● Your objective: Recast all of the material below as a numbered list, one line per item, and leave out blank lines. Omit the pictures from your answer.

begin Input data

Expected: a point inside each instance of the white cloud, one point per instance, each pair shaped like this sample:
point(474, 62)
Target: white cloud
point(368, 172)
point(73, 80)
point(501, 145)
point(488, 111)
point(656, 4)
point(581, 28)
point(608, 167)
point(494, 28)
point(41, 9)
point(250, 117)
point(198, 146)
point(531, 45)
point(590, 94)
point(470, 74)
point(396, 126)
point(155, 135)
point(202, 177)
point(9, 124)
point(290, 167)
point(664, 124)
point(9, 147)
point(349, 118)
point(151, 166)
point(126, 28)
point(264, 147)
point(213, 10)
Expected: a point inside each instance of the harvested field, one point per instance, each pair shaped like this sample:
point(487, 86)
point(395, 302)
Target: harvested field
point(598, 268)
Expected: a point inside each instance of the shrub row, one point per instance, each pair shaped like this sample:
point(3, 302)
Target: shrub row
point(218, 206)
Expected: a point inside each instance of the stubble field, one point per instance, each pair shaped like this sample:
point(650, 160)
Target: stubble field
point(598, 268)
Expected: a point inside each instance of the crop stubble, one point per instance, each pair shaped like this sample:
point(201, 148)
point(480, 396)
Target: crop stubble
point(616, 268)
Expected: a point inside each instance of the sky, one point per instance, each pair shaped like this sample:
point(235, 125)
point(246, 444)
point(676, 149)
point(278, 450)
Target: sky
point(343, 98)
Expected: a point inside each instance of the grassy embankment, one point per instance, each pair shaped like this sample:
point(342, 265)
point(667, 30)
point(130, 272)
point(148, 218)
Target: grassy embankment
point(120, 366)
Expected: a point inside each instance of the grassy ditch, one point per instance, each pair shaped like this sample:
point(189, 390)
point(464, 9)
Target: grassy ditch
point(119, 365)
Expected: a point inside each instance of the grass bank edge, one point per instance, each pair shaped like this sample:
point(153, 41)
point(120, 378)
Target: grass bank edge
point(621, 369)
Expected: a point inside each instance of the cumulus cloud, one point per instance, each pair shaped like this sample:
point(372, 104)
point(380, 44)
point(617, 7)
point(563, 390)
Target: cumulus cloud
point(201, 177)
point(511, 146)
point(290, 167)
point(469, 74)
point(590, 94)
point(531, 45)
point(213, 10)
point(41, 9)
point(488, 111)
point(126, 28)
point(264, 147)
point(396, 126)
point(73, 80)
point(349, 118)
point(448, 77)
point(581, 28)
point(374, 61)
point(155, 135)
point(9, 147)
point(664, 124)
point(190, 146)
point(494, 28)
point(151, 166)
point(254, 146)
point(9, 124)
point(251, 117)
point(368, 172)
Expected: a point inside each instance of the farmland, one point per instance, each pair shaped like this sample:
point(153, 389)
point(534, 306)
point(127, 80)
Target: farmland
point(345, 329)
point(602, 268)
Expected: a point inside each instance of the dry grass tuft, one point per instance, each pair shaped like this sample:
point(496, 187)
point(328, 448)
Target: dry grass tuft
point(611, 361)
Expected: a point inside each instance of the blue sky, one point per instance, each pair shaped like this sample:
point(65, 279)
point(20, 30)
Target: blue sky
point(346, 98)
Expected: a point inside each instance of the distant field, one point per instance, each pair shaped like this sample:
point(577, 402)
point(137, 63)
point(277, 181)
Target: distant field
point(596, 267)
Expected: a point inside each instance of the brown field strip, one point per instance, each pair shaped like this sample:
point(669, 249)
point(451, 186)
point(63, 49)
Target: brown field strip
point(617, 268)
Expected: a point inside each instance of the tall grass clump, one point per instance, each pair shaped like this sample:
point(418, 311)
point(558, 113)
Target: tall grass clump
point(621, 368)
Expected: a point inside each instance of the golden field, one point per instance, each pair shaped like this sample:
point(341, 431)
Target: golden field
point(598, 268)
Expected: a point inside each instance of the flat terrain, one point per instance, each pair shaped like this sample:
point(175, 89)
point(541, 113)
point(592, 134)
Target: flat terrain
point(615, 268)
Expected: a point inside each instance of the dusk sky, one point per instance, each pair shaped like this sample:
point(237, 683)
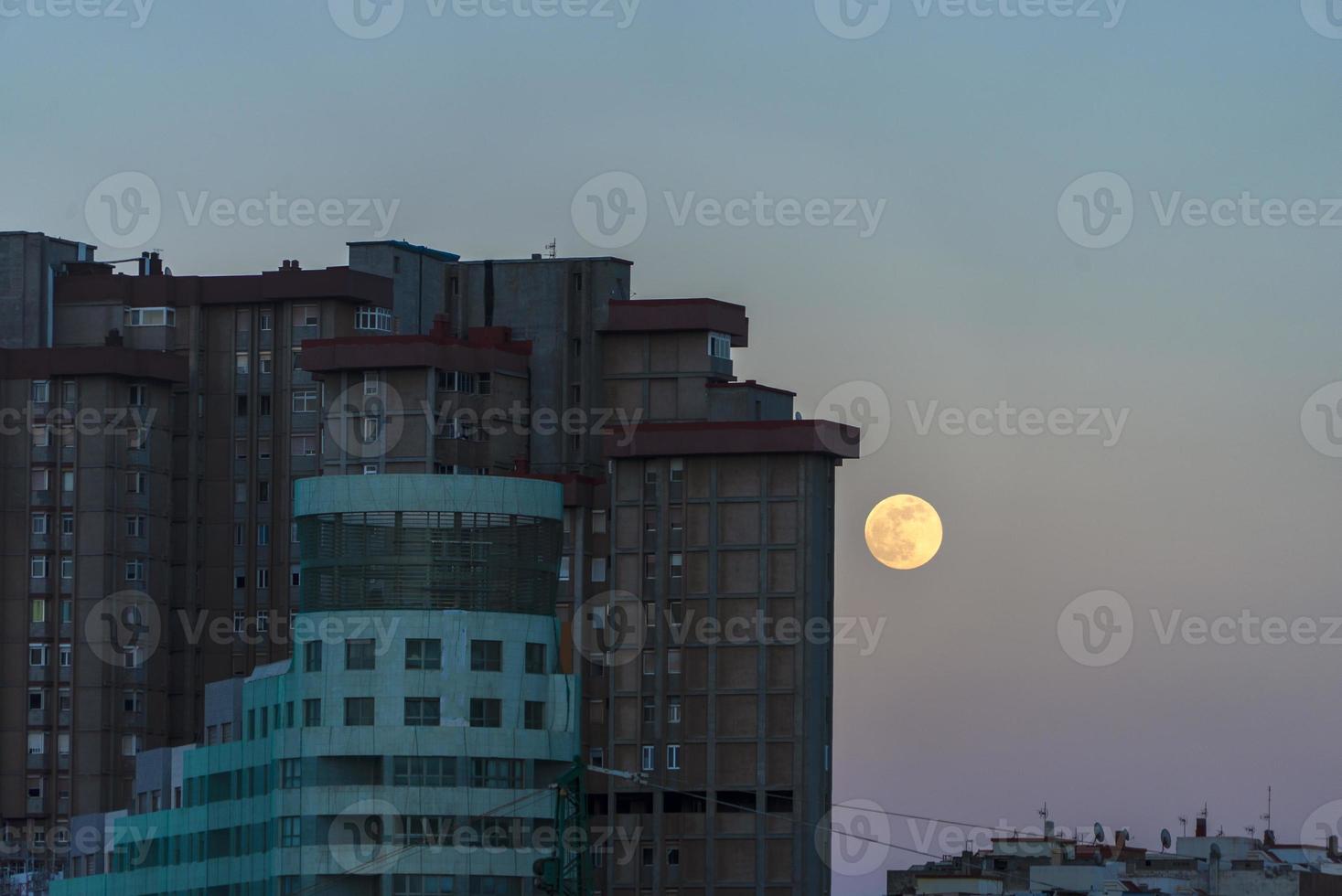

end Input data

● Exercise solution:
1. Expected: a point inside each instance of the white cloud, one point per instance, each pair shaped like this sample:
2. point(474, 62)
3. Target: white cloud
4. point(368, 172)
5. point(73, 80)
6. point(501, 145)
7. point(488, 111)
8. point(656, 4)
9. point(581, 28)
10. point(608, 167)
11. point(494, 28)
12. point(41, 9)
13. point(250, 117)
14. point(198, 146)
15. point(531, 45)
16. point(590, 94)
17. point(470, 74)
18. point(396, 126)
19. point(155, 135)
20. point(202, 177)
21. point(9, 124)
22. point(290, 167)
23. point(664, 124)
24. point(9, 147)
25. point(349, 118)
26. point(151, 166)
27. point(126, 28)
28. point(264, 147)
29. point(213, 10)
30. Expected: a point inside each instance of the harvested field, one point per instance, each pair shaped like this sample:
31. point(487, 86)
32. point(395, 302)
33. Target: harvested field
34. point(598, 268)
35. Expected: a point inside each instance of the shrub row, one point per instance, each pair shaped like this sample:
36. point(3, 302)
37. Target: shrub row
38. point(218, 206)
39. Expected: a point inside each instance of the stubble field, one point per instance, each pair shaped like this sample:
40. point(650, 160)
41. Target: stubble field
42. point(598, 268)
43. Expected: a point inside each instance of the crop stubble, one point per instance, each pair shaped like this sample:
44. point(201, 148)
45. point(480, 396)
46. Target: crop stubble
47. point(616, 268)
48. Expected: a point inside each instance of the sky, one point per instance, each pair shaped like this sample:
49. point(235, 125)
50. point(246, 444)
51. point(676, 149)
52. point(278, 450)
53. Target: sky
54. point(343, 98)
55. Expected: a point inside each instance of the grassy embankment, one point per instance, each pair shaped like this sample:
56. point(342, 265)
57. point(667, 30)
58. point(130, 272)
59. point(148, 218)
60. Target: grassy embankment
61. point(120, 366)
62. Expected: a point inside each instance of the grassy ditch, one point per instance, each pair shaped like this sample:
63. point(189, 390)
64. point(464, 9)
65. Target: grassy ditch
66. point(119, 365)
67. Expected: a point inside each instance of the grass bank edge, one point per instance, each pair shaped like this sample:
68. point(153, 41)
69. point(120, 378)
70. Target: grass bank edge
71. point(621, 369)
72. Expected: a point inside each instance of the cumulus cloud, one point per instance, each pair shaped like this sample:
73. point(372, 104)
74. point(380, 44)
75. point(617, 7)
76. point(563, 390)
77. Target: cumulus cloud
78. point(201, 177)
79. point(511, 146)
80. point(290, 167)
81. point(469, 74)
82. point(590, 94)
83. point(531, 45)
84. point(213, 10)
85. point(41, 9)
86. point(488, 111)
87. point(126, 28)
88. point(264, 147)
89. point(396, 126)
90. point(73, 80)
91. point(349, 118)
92. point(448, 77)
93. point(581, 28)
94. point(374, 61)
95. point(155, 135)
96. point(9, 147)
97. point(664, 124)
98. point(190, 146)
99. point(494, 28)
100. point(151, 166)
101. point(254, 146)
102. point(9, 124)
103. point(251, 117)
104. point(368, 172)
105. Expected: a point inside each instance of the farmland, one point per instance, each pair shaped like this sample:
106. point(153, 389)
107. point(534, 306)
108. point(127, 80)
109. Target: farmland
110. point(345, 329)
111. point(602, 268)
112. Expected: a point inside each instance of the dry grass tuft, one point per instance, each pair shaped like this sample:
113. point(496, 187)
114. point(328, 448)
115. Target: dry grass tuft
116. point(611, 361)
117. Expected: a point inside each instance of the blue sky, one point per instance, each pair shaped like this sample:
118. point(65, 279)
119. point(20, 30)
120. Target: blue sky
121. point(346, 98)
122. Expected: a point inside each instance of the distant field, one point per instance, each pair shaped like this sample:
123. point(577, 402)
124. point(137, 63)
125. point(277, 181)
126. Target: distant field
127. point(596, 267)
128. Expected: a point inside each instance of the brown field strip, one point per instance, each pair shaped like this sample:
129. point(669, 249)
130. point(451, 186)
131. point(63, 49)
132. Target: brown field strip
133. point(617, 268)
134. Expected: a point inside each instance of the tall grass clump, one point per instance, each pair shaped like this sample:
135. point(418, 311)
136. point(558, 113)
137. Target: tall grass clump
138. point(621, 368)
139. Expected: a point inside each instance of the golden field, one point per instance, each pair shaped like this sample:
140. point(341, 431)
141. Target: golden field
142. point(598, 268)
143. Expected: a point inside each instance of the flat terrain, one point per instance, each pair shaped like this sample:
144. point(175, 89)
145. point(541, 113)
146. point(592, 134)
147. Target: flat terrain
148. point(615, 268)
149. Expected: a point inside each instance of the dusk sky, one point per instance, each pair shaped like this sample:
150. point(237, 683)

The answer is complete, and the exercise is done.